───── Dataset extract

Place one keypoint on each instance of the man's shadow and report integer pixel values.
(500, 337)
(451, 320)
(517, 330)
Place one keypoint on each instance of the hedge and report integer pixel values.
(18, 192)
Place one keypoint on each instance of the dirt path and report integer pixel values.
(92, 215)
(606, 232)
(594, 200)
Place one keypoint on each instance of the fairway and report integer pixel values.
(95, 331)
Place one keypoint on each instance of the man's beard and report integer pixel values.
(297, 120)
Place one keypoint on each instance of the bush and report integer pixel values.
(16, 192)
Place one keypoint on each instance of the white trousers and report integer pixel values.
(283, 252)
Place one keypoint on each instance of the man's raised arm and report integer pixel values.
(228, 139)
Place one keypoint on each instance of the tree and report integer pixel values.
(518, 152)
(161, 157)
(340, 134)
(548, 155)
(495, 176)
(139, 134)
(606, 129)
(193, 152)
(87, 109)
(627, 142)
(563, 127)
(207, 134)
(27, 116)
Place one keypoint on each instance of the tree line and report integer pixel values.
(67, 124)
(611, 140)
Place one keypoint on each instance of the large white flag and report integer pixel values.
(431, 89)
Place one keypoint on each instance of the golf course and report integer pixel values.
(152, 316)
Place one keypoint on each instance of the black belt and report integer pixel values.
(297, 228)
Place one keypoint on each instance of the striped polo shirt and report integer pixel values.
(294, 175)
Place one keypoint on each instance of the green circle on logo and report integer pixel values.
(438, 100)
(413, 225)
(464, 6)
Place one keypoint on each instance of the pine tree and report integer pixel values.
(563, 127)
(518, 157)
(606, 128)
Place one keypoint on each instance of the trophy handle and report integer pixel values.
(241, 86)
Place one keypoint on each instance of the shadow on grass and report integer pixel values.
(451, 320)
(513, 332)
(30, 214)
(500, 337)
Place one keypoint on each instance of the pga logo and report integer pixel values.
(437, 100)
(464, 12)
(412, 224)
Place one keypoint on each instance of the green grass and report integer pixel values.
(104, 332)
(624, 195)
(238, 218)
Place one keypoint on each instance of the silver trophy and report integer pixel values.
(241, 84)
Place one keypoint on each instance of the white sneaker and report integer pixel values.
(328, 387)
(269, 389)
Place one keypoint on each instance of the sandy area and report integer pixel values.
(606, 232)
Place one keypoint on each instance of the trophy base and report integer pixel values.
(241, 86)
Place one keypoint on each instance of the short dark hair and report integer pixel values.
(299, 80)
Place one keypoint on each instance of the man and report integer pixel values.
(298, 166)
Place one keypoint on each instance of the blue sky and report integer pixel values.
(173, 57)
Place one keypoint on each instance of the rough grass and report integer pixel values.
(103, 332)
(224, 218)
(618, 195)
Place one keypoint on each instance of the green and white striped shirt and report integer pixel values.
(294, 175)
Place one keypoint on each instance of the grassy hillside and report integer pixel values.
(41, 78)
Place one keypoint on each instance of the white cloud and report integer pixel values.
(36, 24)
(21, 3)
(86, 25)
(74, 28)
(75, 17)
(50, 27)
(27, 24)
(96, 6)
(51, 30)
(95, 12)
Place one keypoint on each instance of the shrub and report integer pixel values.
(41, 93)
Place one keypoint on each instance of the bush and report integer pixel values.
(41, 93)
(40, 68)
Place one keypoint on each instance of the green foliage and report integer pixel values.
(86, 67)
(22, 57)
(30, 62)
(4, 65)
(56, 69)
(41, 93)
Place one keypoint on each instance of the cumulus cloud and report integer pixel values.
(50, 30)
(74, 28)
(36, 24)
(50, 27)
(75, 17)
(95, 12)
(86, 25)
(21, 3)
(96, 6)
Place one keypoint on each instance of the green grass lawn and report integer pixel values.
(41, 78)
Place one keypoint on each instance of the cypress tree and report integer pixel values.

──────────

• _Work to complete_
The expected output is an exact copy of all the records above.

• _Finished task_
Place one keypoint on each instance of the man's shadow and report integer pixel values.
(500, 337)
(451, 320)
(517, 330)
Place one keypoint on each instance of the hedge and report integer pixel values.
(18, 192)
Place one keypoint on each instance of the dirt path and report integer pixel values.
(92, 215)
(606, 232)
(594, 200)
Place one keypoint on each instance of the fairway and report integer pixel values.
(95, 331)
Place one keypoint on each instance of the man's beard and report integer pixel values.
(297, 120)
Place one keypoint on each instance of the bush and report integer pixel values.
(16, 192)
Place one keypoint on each instance of the white trousers and report integer pixel values.
(283, 252)
Place one keypoint on each instance of the man's raised arm and report integer pixel values.
(228, 139)
Place one keypoint on each instance of the tree and report integer pixel values.
(518, 152)
(161, 157)
(340, 134)
(548, 155)
(495, 176)
(139, 134)
(606, 129)
(193, 152)
(87, 109)
(627, 142)
(563, 127)
(207, 134)
(27, 116)
Place one keypoint on each instance of the tree line and report integer pixel values.
(67, 124)
(611, 140)
Place one keypoint on each instance of the large white flag and report integer pixel values.
(431, 89)
Place one keypoint on each instance of the golf course and report integer pixel values.
(152, 316)
Place one keypoint on each instance of the black belt and report integer pixel values.
(297, 228)
Place one keypoint on each instance of the striped polo shirt and report integer pixel values.
(294, 175)
Place one keypoint on each instance of the green circle on logo and report integer pixel values.
(438, 100)
(413, 225)
(464, 6)
Place one keypoint on each instance of the pine tree and report integer pixel values.
(563, 127)
(518, 157)
(606, 128)
Place one keypoint on each instance of the trophy handle and report integer pixel values.
(241, 86)
Place one keypoint on each instance of the shadow on grass and report integer pixel values.
(451, 320)
(513, 332)
(30, 214)
(500, 337)
Place one keypoint on each instance of the pga logo and report integer pixel values.
(437, 100)
(464, 12)
(412, 224)
Place one keypoint on each instance of the green grass and report integer pixel values.
(104, 332)
(624, 195)
(238, 218)
Place one keypoint on each instance of the silver trophy and report integer pixel values.
(241, 84)
Place one keypoint on each instance of the white sneaker and report integer pixel values.
(328, 387)
(269, 389)
Place one keypoint on each instance of the sandy area and report integer pixel values.
(606, 232)
Place one keypoint on each instance of the trophy base and report integer pixel values.
(241, 86)
Place one keypoint on each instance of the short dark hair and report integer pixel values.
(299, 80)
Place one keypoint on each instance of the man and report integer pixel values.
(298, 166)
Place one keypoint on each instance of the blue sky and report integer pixel values.
(173, 57)
Place one keypoint on each instance of the rough grass and report integer pixel values.
(103, 332)
(224, 218)
(618, 195)
Place one keypoint on each instance of the green and white striped shirt and report integer pixel values.
(294, 175)
Place one keypoint on each instance of the grassy hillside and report integer pixel values.
(41, 78)
Place one keypoint on each instance of the white cloud and report integer pixel values.
(36, 24)
(21, 3)
(86, 25)
(74, 28)
(75, 17)
(50, 27)
(27, 24)
(96, 6)
(51, 30)
(95, 12)
Place one keypoint on each instance of the shrub and report integer pixel values.
(41, 93)
Place one keypoint on each instance of the bush and report integer pixel values.
(41, 93)
(40, 68)
Place one keypoint on each instance of the green foliage and report integer pixel values.
(86, 67)
(22, 57)
(30, 62)
(4, 65)
(56, 69)
(41, 93)
Place one keypoint on each instance of the cumulus cloud and report integer pixel values.
(50, 30)
(74, 28)
(36, 24)
(50, 27)
(75, 17)
(95, 12)
(86, 25)
(21, 3)
(96, 6)
Place one keypoint on each instance of the green grass lawn and report integer pixel values.
(41, 78)
Place one keypoint on each instance of the cypress tree and report integer pixel values.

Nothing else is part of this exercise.